What to produce
Look for the string "clicks" in the material below. Copy every line where you find it.

Records to process
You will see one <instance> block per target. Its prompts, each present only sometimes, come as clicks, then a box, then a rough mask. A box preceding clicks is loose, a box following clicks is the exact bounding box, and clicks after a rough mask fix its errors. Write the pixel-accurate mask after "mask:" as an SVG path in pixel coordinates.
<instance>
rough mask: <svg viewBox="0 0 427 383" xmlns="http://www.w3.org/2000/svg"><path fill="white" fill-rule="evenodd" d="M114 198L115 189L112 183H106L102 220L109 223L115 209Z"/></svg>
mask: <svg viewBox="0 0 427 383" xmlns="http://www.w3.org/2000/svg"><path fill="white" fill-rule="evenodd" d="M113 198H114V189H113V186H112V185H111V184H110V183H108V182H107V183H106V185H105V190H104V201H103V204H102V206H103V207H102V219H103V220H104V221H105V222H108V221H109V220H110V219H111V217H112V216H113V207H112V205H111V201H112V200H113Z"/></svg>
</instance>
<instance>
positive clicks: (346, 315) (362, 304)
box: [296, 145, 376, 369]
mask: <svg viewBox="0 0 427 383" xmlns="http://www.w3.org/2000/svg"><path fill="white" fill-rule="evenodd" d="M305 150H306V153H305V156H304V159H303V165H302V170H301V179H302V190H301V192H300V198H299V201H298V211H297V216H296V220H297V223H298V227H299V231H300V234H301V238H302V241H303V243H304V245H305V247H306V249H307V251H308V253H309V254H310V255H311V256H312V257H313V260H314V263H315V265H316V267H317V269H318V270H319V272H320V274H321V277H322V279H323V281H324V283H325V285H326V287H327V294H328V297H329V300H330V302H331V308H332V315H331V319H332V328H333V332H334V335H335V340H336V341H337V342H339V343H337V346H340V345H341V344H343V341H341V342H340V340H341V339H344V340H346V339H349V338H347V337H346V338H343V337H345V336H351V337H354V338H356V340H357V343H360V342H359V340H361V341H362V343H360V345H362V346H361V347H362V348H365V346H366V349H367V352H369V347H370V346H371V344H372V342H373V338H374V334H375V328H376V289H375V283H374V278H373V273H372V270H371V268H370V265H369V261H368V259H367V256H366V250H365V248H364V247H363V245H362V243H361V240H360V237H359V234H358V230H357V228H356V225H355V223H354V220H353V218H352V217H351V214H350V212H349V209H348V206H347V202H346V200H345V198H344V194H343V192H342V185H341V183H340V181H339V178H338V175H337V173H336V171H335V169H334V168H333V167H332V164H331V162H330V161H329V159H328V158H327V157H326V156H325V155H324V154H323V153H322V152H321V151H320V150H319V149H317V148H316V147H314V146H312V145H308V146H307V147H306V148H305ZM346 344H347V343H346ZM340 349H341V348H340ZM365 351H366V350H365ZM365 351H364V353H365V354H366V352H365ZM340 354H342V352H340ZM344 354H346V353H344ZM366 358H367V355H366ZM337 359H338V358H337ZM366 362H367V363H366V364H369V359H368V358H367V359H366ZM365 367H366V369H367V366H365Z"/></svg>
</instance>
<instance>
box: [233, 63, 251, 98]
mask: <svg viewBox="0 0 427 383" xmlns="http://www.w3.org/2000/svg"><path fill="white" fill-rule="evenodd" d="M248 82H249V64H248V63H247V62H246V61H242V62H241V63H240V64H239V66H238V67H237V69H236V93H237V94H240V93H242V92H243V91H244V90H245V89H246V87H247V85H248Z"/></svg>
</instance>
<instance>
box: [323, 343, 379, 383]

Completed task
You will see one <instance> block per target. Its prompts, each present only sometimes, come as clicks, then a box, then a rough mask. A box preceding clicks is loose, a box following clicks is the exact bounding box, and clicks after a rough mask fix its errors. Write the pixel-accurate mask after "mask:" as an SVG path in pixel coordinates.
positive clicks: (346, 315) (362, 304)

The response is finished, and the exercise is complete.